### BRIEF A:
Reproduce the entries verbatim, starting with the line that contains "the dry grass" and going on through the last line of the entries, with both of those lines included.

-- begin TEXT EXCERPT --

Dave was having some problems with the rear hub in a near-new pair of Reynolds carbon 29er wheels.
The Reynolds rims are great quality and work really well – it’s just such a shame about the wheel’s hub and build quality. The spokes were miles too short and the spoke tension was extremely uneven. Combined with the poor quality hub Dave was less than impressed.
We replaced the rear hub with an E*Thirteen XCX – with 60 engagement points this hub makes a great sound while coasting and will accelerate quickly out of corners. The hub uses super large flanges and wide flange spacing to build into a stiff wheel and it’s also one of the rare hubs available in 24 hole.
DT Swiss Competition spokes and aluminium nipples round-out the build.
It’s always nice to give an old hub a new lease of life. Malcolms Pro2 was in good shape – the bearings still feel pretty good and the freehub body has a few marks from the cassette but nothing major. His old DT Swiss rim had seen one too many sideways landings.
We stripped the wheel and rebuilt the hub onto a new Stan’s Flow EX rim. The EX version is a big beast of a rim with a 25mm internal width and is a little stiffer than the old version.
DT Swiss Competition spokes with black brass nipples hold everything together.
In addition to building our own wheels we also repair wheels from other brands, generally to better quality standards than when they left the factory.
Generally these repairs go smoothly but this Specialized Roval wheel was a bit of a nightmare. Specialized were unable to supply a set of spokes and/or matching nipples so we had some air-freighted from the USA.
Once these arrived we rebulit the wheel only to have the rim crack at one of the spoke holes. Bugger! Luckily Specialzied were able to supply a replacement rim so once that arrived we laced the whole thing up and it’s on it’s way back to the customer.
If you’re having problems with a ‘factory’ wheel we’re able to fix them. If you’d like to buy a problem-free wheelset then please get in touch and we’ll build a pair of wheels which will suit your needs and give many thousands of trouble-free kms.
Dean’s new Reynolds carbon 29er rear wheel was having some issues with nipples coming loose and spokes breaking. A couple of bike shops had tried to solve the problems but without luck so we rebuilt the wheel with new spokes and new spoke nipples. By ensuring that the wheel is well-built and the spoke tension is correct and even across all the spokes the wheel we know it will stay true and last a long time.
This old Bora arrived in the workshop for a service – a spoke had broken and the hub was feeling pretty tight. Gavin fitted a new spoke and trued the wheel – remarkably for such an old wheel it trued up really well as most carbon wheels of this era wobble uncontrollably.
The hub had a good clean and lube and is back to typical Campag roll-forever fashion.
Can any of you Campyphiles tell how old this is?

-- end TEXT EXCERPT --
-- begin MATERIAL SHOWN --

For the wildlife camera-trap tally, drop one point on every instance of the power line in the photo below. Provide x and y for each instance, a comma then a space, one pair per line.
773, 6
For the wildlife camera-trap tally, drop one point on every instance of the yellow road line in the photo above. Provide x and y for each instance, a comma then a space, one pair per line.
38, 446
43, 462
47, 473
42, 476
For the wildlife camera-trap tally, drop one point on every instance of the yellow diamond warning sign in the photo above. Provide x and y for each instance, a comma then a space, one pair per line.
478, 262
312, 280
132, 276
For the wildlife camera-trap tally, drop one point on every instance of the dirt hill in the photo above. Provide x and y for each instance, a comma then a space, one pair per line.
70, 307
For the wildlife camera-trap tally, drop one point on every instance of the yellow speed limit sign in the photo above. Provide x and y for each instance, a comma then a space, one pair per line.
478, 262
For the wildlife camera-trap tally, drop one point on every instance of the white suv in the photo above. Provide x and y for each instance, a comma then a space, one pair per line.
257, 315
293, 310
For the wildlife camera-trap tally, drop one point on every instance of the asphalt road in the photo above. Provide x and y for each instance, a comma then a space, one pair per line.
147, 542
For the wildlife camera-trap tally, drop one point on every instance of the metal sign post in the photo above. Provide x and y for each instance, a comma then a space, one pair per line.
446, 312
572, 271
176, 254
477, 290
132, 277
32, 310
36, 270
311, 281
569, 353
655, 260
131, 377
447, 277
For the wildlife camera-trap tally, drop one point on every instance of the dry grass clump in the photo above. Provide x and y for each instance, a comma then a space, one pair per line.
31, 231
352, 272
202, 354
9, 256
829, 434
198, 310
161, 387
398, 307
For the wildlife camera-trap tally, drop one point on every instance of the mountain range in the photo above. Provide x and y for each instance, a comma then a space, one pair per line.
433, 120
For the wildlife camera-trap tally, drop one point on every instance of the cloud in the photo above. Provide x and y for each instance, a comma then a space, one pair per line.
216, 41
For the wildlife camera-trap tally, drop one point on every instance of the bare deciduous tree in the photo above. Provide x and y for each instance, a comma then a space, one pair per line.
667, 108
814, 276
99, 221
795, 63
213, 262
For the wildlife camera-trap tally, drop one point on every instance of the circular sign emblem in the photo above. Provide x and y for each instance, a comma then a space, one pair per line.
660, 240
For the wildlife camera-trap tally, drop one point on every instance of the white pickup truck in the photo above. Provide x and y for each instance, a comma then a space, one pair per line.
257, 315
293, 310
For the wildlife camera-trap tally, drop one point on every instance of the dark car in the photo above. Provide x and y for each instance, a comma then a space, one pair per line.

-- end MATERIAL SHOWN --

### BRIEF B:
Name every person the wheel repair text mentions by name.

### FINISHED ANSWER A:
For the wildlife camera-trap tally, drop one point on every instance of the dry grass clump in the photo above. Provide x and y for each instance, a comma then a space, one pair per line.
31, 231
352, 272
202, 354
9, 256
829, 434
198, 310
161, 387
398, 307
For the wildlife camera-trap tally, drop one point on every instance of the mountain range in the photo above. Provide x and y for each instance, a comma then a space, one pair per line.
433, 120
For the wildlife camera-trap tally, drop one point on every instance of the cloud in the photo above. Provide x and y for each instance, a comma then a space, one pair per line.
216, 41
For the wildlife camera-trap tally, drop one point on every instance of the bare deciduous tree in the photo above. Provide x and y for each instance, a comma then a space, one pair per line.
667, 108
814, 276
99, 221
795, 63
213, 262
For the wildlife camera-trap tally, drop one point on every instance of the circular sign emblem in the photo above. Provide x and y for each instance, a comma then a space, one pair per line.
660, 240
For the wildlife camera-trap tally, drop one point on every instance of the white pickup truck in the photo above. Provide x and y for each instance, a comma then a space, one pair per line.
257, 315
293, 310
For the wildlife camera-trap tally, drop one point on every instance of the dark car in the photo above. Provide x and y for each instance, a comma then a space, one pair per line.

### FINISHED ANSWER B:
Dave
Malcolm
Dean
Gavin